● **THE REQUEST**
Find the line that contains "Mark each instance of the white". Then set down that line and all the lines after it, to the end of the records, exactly and with nothing added.

— Start of SUPPLIED MATERIAL —

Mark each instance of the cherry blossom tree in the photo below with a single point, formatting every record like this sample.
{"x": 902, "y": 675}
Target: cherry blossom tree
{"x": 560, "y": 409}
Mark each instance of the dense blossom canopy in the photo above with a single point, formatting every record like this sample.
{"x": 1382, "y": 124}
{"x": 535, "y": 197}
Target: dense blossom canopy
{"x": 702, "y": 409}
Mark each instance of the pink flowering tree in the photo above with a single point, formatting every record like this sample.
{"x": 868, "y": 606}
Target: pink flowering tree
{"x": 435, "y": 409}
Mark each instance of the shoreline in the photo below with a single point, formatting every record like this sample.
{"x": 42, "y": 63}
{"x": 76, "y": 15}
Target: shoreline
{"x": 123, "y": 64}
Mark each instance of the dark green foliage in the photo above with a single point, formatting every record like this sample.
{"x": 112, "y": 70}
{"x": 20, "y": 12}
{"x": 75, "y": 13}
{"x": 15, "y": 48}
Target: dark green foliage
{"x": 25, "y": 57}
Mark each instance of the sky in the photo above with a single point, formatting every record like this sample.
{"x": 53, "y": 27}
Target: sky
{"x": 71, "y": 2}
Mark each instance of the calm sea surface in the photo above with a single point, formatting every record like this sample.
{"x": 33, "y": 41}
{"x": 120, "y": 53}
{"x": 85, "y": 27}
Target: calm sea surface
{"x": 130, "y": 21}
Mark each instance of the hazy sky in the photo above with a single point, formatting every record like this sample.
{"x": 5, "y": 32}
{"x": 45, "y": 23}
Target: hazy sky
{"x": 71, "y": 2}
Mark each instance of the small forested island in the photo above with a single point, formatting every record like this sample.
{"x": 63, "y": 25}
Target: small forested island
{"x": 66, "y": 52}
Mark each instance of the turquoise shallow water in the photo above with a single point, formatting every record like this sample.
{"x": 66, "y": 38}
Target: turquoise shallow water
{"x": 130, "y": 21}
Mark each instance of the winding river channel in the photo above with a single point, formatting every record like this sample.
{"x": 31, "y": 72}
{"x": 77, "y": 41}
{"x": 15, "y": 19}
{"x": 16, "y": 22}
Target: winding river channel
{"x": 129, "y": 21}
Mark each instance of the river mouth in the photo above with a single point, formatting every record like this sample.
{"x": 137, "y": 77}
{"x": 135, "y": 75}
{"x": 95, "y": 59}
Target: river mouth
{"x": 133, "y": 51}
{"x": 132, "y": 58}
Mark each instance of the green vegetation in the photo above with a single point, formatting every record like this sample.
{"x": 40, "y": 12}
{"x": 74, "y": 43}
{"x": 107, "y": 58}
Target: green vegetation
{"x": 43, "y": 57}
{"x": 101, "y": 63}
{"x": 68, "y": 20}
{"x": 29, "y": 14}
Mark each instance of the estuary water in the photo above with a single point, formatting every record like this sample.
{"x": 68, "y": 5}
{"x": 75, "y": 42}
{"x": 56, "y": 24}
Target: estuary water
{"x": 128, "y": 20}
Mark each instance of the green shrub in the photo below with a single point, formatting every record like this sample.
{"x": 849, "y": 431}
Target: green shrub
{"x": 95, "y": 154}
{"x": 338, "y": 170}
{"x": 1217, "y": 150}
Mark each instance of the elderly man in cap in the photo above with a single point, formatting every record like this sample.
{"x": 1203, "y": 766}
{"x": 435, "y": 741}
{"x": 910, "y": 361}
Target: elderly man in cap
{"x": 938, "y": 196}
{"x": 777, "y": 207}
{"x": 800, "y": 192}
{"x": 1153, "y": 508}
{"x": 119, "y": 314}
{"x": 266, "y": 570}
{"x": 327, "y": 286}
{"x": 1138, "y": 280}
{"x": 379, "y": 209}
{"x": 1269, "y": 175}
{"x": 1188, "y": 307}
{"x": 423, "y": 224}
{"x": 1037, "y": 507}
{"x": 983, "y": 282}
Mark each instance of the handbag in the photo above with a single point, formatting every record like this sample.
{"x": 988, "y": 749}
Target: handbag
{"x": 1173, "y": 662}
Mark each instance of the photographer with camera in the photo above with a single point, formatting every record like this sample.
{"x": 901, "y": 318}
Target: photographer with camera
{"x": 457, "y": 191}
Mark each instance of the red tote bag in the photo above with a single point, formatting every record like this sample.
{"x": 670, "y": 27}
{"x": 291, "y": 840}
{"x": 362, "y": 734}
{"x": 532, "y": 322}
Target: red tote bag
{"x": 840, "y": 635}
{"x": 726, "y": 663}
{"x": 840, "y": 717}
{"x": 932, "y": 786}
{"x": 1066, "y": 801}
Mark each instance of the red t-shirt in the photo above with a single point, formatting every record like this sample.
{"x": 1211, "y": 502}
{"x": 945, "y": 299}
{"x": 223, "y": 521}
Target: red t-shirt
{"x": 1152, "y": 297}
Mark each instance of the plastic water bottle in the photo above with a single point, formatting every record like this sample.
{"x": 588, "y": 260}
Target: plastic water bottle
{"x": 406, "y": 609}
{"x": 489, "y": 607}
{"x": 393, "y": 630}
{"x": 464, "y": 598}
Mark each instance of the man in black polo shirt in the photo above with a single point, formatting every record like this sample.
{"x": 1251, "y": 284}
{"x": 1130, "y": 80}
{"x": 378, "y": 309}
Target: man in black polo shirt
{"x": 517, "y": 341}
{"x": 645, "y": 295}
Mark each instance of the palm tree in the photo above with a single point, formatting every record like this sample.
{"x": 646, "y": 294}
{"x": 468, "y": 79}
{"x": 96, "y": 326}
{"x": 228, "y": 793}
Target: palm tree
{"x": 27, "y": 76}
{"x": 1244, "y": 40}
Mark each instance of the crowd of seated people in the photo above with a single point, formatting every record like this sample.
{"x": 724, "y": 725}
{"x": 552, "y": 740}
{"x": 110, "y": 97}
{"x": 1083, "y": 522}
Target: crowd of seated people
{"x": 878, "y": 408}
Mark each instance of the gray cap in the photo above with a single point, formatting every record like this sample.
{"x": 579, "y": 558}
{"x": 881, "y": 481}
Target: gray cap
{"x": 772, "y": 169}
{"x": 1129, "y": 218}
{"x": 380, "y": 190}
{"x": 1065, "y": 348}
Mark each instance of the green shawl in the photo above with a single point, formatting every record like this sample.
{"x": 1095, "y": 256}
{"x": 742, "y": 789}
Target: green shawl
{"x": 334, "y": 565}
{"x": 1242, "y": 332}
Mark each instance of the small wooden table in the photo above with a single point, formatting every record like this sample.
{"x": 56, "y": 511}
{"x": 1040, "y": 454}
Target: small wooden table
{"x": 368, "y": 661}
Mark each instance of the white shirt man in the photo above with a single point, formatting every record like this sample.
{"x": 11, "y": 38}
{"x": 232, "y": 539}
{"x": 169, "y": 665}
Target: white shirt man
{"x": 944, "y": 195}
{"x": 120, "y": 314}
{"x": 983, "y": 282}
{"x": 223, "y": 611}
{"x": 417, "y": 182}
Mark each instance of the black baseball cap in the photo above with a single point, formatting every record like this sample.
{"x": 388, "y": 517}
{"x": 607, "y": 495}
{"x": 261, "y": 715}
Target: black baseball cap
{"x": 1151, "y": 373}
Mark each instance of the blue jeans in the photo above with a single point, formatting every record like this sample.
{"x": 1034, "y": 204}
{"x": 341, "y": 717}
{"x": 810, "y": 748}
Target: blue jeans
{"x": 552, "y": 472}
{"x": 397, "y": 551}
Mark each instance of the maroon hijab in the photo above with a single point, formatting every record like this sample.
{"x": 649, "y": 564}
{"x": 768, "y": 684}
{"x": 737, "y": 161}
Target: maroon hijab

— End of SUPPLIED MATERIAL —

● **ANSWER TO THIS TASK**
Mark each instance of the white shirt man in the photo above with a single point, formatting every record like this sample.
{"x": 11, "y": 38}
{"x": 232, "y": 539}
{"x": 169, "y": 665}
Target: white shirt man
{"x": 944, "y": 195}
{"x": 120, "y": 314}
{"x": 983, "y": 282}
{"x": 223, "y": 611}
{"x": 417, "y": 182}
Mark each instance of the black baseball cap in the photo above with a single point, formatting every record like this sample.
{"x": 388, "y": 517}
{"x": 607, "y": 495}
{"x": 261, "y": 715}
Target: black baseball cap
{"x": 1151, "y": 373}
Mark each instance of the blue jeans in the photo above with a single point, formatting every record like this sample.
{"x": 1034, "y": 204}
{"x": 341, "y": 717}
{"x": 810, "y": 748}
Target: blue jeans
{"x": 552, "y": 472}
{"x": 397, "y": 551}
Mark each instance of the maroon hijab in the photo above with a single point, formatting every record like this sample.
{"x": 649, "y": 564}
{"x": 768, "y": 684}
{"x": 737, "y": 161}
Target: maroon hijab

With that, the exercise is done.